And so for the microfauna: kneel down, gently brush any plants aside and look down as far as you can. Healthy land is “alive” with visible activity and the signs left behind by it. If it takes effort to find any signs, you know there is work to be done. There would be dung beetles, ants, worms, insect holes, spider webs, butterflies, and their tunnels and casts and webs and nests. Can you find evidence of the full array of pollinators, predators, parasitoids, decomposers, herbivores, vectors, and generalists? Functional richness in insect life parallels the richness in plant structure—both sustain the self-renewing loops of life.
The higher the functional group richness in plants the greater the variety of functional insect roles. A mixed pasture of Festuca, Trifolium, Plantago, and Scabiosa provides year-round structure, nectar, pollen, and habitat—supporting bees, predatory beetles, and decomposers. If you remove forbs and legumes through overgrazing or reseeding with ryegrass, you collapse trophic cascade and functional complexity, weakening insects and soil feedback loops.
Ecosystem health is not hard to see when you know what you’re looking for. These fifteen indicators and the way they combine are such a powerful framework to tell us about life:
1- Live Canopy Abundance
2- Living Organisms
3- Warm Season Grasses
4- Cool Season Grasses
5- Forbs/Legumes
6- Desirable Trees/Shrubs
7- Contextually Desirable Rare Species
8- Contextually Undesirable Species
9- Litter Abundance
10- Litter Incorporation
11- Dung Decomposition
12- Bare Soil
13- Soil Capping
14- Wind Erosion
15- Water Erosion
Bare soil cuts across all four ecosystem processes: no plants, no solar flow, no water cycle, no mineral cycle, no community (and no dynamics!). Signs of capping and erosion impact the water cycle. Dung and litter decomposition indicate the health of the mineral cycle, whereas the presence of litter in the first place aids the water cycle by softening the impact of water on the ground. The presence or not of functional plant groups and of the desirable and undesirable species is what makes or breaks the community dynamics of life. The abundance of the live canopy of green growing plants is the certain sign of a healthy energy flow, and the presence of microfauna indicates a humming mineral cycle.

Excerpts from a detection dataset
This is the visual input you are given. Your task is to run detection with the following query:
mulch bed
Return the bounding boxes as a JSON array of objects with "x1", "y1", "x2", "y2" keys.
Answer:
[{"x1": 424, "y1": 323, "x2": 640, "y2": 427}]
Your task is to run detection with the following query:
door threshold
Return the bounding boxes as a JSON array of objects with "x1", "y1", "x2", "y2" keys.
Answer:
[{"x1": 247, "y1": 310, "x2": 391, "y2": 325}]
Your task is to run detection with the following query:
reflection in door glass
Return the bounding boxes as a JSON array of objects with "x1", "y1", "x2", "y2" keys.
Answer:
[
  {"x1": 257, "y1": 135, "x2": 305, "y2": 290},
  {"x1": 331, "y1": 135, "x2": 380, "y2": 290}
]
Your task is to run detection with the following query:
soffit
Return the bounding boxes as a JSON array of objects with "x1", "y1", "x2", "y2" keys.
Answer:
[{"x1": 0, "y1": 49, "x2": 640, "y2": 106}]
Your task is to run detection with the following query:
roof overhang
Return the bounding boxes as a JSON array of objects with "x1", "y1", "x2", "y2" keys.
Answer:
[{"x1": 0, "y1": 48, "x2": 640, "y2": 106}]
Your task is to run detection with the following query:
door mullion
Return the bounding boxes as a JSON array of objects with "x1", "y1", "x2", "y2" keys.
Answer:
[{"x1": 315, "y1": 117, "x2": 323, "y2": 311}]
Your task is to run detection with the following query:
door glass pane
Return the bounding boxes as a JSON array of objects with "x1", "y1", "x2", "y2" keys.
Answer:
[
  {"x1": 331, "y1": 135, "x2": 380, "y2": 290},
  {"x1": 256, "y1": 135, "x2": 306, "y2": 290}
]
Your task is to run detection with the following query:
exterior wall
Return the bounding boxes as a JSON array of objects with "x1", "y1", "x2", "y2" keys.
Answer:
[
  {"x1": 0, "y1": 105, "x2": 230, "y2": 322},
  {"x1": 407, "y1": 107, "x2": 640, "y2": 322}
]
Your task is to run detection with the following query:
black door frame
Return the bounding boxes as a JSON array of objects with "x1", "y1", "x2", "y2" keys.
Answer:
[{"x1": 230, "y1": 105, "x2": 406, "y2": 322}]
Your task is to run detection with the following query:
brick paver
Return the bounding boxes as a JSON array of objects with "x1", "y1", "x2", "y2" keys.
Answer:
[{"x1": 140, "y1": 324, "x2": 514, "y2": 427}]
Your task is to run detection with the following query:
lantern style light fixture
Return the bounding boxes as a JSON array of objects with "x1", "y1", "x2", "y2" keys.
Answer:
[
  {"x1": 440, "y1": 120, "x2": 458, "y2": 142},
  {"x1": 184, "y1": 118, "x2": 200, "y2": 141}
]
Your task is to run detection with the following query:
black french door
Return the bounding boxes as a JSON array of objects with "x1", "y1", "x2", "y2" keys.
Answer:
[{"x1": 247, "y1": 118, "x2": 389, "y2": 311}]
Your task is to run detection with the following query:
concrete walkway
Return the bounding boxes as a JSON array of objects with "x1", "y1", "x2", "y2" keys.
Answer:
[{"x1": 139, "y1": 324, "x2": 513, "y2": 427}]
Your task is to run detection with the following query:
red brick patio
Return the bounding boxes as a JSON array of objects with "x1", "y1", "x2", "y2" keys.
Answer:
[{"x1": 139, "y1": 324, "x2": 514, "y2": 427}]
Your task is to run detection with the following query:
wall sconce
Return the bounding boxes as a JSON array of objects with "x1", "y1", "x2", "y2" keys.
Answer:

## EXERCISES
1. According to the passage on land health indicators, how does the presence of litter aid the water cycle?
2. Tally the lines of the entries that contain the word "door".

## RESPONSES BY TASK
1. Litter aids the water cycle by softening the impact of water on the ground.

2. 6